Q51 父は,生前事業を営んでいたのですが,多額の負債を残して亡くなりました。私や他の相続人が父に代わり借金の支払いをしなければならないのでしょうか?

A51 相続放棄をしない限り,多額の借金についても相続することになるので,お父さんの借金を支払うことになってしまいます。亡くなられた方(被相続人)が多額の借金を抱え,資産よりも借金の方が多い場合には,相続放棄の手続をしなければければなりません。
プラスの財産だけでなくマイナスの財産である借金等も相続し,借金を除外しプラスの財産だけを相続するというわけにはいきません。資産より借金の方が多いのであれば,相続放棄を検討すべきです。

Q52 父が多額の負債を抱えたまま亡くなったため相続放棄を考えています。相続放棄をするにあたって何か手続きが必要になるのですか?

• 記録データ
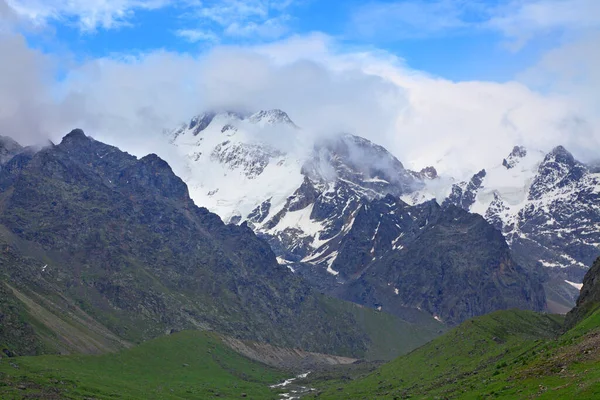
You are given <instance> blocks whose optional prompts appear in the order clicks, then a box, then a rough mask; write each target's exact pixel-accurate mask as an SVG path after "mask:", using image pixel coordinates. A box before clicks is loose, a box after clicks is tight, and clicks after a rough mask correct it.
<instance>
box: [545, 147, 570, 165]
mask: <svg viewBox="0 0 600 400" xmlns="http://www.w3.org/2000/svg"><path fill="white" fill-rule="evenodd" d="M548 161H554V162H558V163H561V164H568V165H573V164H575V158H574V157H573V155H572V154H571V153H570V152H569V151H568V150H567V149H565V148H564V147H563V146H556V147H555V148H553V149H552V151H551V152H550V153H548V155H547V156H546V158H545V159H544V163H546V162H548Z"/></svg>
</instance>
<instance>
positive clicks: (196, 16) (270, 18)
mask: <svg viewBox="0 0 600 400" xmlns="http://www.w3.org/2000/svg"><path fill="white" fill-rule="evenodd" d="M296 1H297V0H296ZM296 1H295V0H286V1H272V0H217V1H214V0H213V1H207V2H203V3H200V4H197V5H196V6H195V7H191V8H192V10H191V11H190V12H189V14H188V16H189V17H191V18H190V19H192V20H193V21H194V23H195V24H196V25H194V26H193V27H192V28H190V29H197V26H198V25H199V27H200V29H201V30H203V29H205V27H206V26H216V27H218V28H219V29H220V31H221V33H222V34H223V35H225V36H230V37H234V38H258V39H277V38H279V37H282V36H284V35H285V34H287V33H288V32H289V26H288V24H289V22H290V21H291V19H292V17H291V16H290V15H289V14H288V12H287V11H288V9H289V8H290V7H291V6H292V5H293V4H294V3H295V2H296Z"/></svg>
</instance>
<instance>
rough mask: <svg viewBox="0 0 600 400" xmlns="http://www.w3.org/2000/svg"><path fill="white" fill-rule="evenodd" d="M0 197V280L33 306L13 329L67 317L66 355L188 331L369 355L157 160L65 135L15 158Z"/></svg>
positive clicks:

• 必須課題
**1)** 相続放棄に関する文章について、次の問いに答えてください。
(a) Q51の質問者の父は、生前何をしていましたか。
(b) A51によれば、借金を除外してプラスの財産だけを相続することはできますか。
(c) Q52の質問者は、父の死後に何を考えていますか。
**2)** 相続放棄に関する文章を、最後の文の後から書き進めてください。

• 解答一覧
**1)**
(a) 事業を営んでいました。
(b) できません。
(c) 相続放棄を考えています。

**2)**
A52 相続放棄は,口頭や書面で相続放棄をすると表明するだけでは認められません。相続放棄の手続は,相続を受けた(被相続人が亡くなった)ことを知ったときから,3ヶ月以内に家庭裁判所に対して,相続放棄の申立てを行う必要があります。
家庭裁判所に対する申立を行うことなく3ヶ月が経過してしまいますと相続の放棄ができないということにもなりますので注意が必要です。

Q53 私の父は,多額の負債を抱えており,私や母,弟は相続を放棄したいと考えています。父はまだ存命ですが,相続の放棄を予め行っておくことは可能ですか?

A53 被相続人(父)が存命中の間に,予め相続を放棄することはできません。
被相続人が存命中に相続の放棄を認めない理由は,父親等から相続放棄を強要されること防止する目的で,例外的な取扱いは認められていません。相続が開始(父が亡くなった)後,速やかに手続を行ってください。

Q54 私の夫は,多額の負債を抱えて亡くなりました。私と夫との間には成人に達していない子がいるのですが,私も子供も相続の放棄を行いたいと考えています。私が子供の母親として相続放棄の手続を行うことができるのでしょうか?

A54 母が未成年の子の相続放棄を行うには,家庭裁判所に特別代理人を選任してもらい,その特別代理人よって相続放棄の手続を行ってもらう必要があります。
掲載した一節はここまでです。